=== MATERIAL SHOWN ===
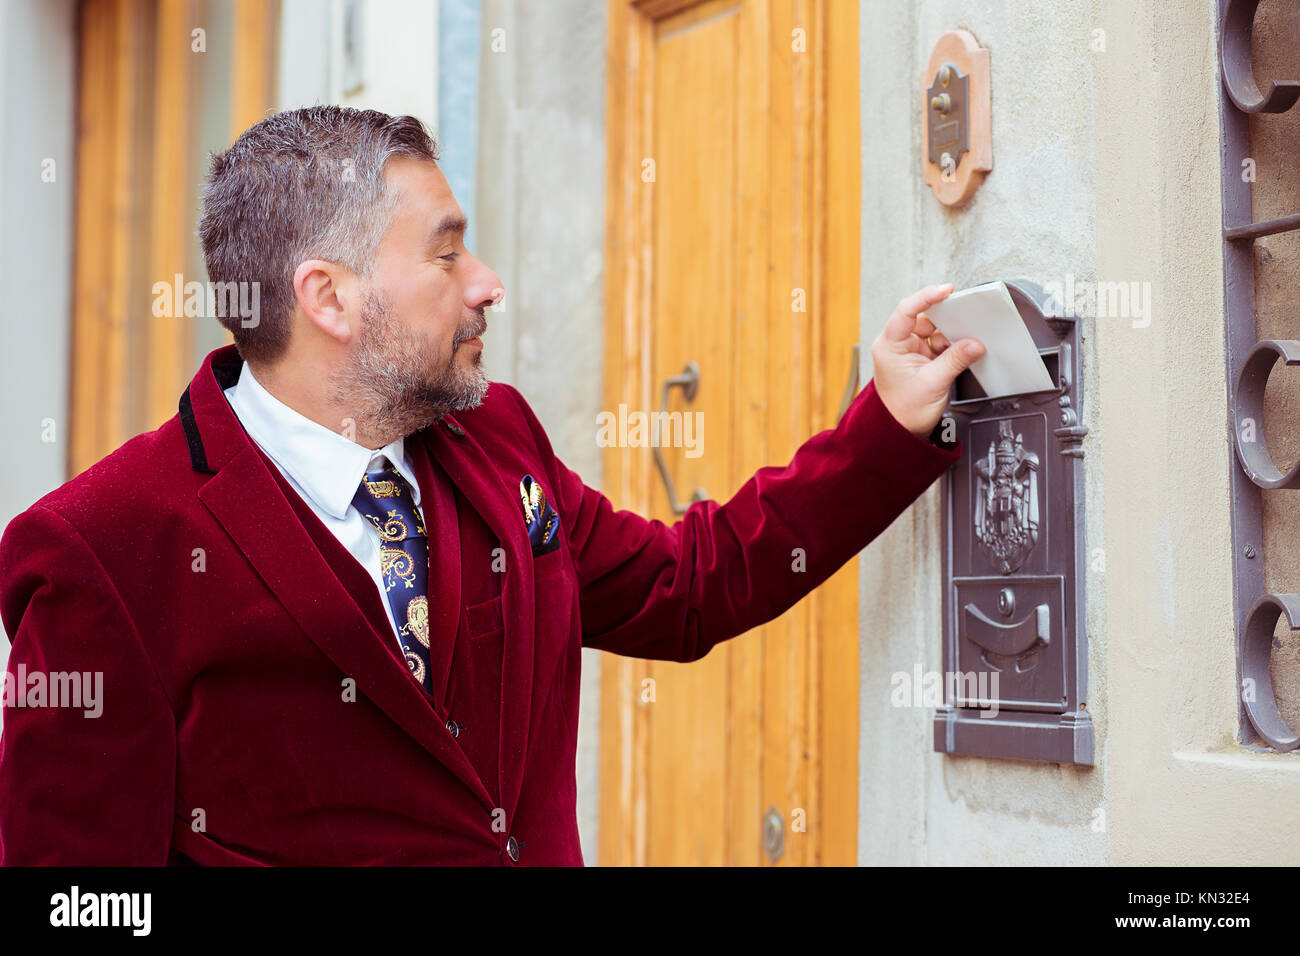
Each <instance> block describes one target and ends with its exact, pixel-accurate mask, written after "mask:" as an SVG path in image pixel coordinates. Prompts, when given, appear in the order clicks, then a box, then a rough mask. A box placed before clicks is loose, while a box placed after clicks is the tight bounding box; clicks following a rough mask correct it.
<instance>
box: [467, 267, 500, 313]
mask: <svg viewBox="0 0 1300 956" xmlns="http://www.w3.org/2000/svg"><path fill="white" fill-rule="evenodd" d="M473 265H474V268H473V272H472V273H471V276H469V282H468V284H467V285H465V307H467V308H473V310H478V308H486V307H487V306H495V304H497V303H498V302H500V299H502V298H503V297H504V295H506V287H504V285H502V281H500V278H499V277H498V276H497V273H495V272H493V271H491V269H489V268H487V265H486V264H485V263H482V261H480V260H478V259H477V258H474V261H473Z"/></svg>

---

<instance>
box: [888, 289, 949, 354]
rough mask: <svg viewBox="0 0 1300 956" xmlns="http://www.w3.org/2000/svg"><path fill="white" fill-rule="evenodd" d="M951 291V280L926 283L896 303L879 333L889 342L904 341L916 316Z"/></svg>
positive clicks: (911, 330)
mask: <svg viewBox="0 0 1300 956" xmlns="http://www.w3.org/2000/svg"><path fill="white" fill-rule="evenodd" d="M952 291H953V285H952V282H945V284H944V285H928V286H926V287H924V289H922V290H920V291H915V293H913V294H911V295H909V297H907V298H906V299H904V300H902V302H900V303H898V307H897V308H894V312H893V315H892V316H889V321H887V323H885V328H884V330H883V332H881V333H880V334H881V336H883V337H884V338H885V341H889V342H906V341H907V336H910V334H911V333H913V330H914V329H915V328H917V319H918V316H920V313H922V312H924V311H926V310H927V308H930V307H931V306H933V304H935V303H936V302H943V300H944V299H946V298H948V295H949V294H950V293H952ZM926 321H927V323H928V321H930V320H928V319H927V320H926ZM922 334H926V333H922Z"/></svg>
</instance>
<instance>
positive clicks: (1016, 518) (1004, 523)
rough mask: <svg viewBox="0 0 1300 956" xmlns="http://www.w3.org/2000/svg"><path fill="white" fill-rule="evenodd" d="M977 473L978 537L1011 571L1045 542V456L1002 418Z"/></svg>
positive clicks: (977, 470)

=== TASK BRIEF ===
The lines above, starting at the one with "box: [888, 289, 949, 354]" and ending at the one with "positive clicks: (977, 470)", are the only ones to return, exactly as written.

=== PROBLEM SOLUTION ===
box: [888, 289, 949, 354]
rough mask: <svg viewBox="0 0 1300 956" xmlns="http://www.w3.org/2000/svg"><path fill="white" fill-rule="evenodd" d="M951 291V280L926 283L896 303L879 333L889 342L904 341L916 316Z"/></svg>
positive clicks: (911, 330)
mask: <svg viewBox="0 0 1300 956" xmlns="http://www.w3.org/2000/svg"><path fill="white" fill-rule="evenodd" d="M952 291H953V285H952V282H945V284H944V285H928V286H926V287H924V289H922V290H920V291H915V293H913V294H911V295H909V297H907V298H906V299H904V300H902V302H900V303H898V307H897V308H894V312H893V315H892V316H889V321H887V323H885V328H884V330H883V332H881V333H880V334H881V336H883V337H884V338H885V341H889V342H906V341H907V336H910V334H911V333H913V330H914V329H915V328H917V319H918V316H920V313H922V312H924V311H926V310H927V308H930V307H931V306H933V304H935V303H936V302H943V300H944V299H946V298H948V295H949V294H950V293H952ZM926 321H927V323H928V321H930V320H928V319H927V320H926ZM922 334H926V333H922Z"/></svg>
</instance>
<instance>
positive clicks: (1016, 518) (1004, 523)
rough mask: <svg viewBox="0 0 1300 956" xmlns="http://www.w3.org/2000/svg"><path fill="white" fill-rule="evenodd" d="M977 473L978 537L1011 571L1045 542V456L1002 418Z"/></svg>
positive clicks: (977, 470)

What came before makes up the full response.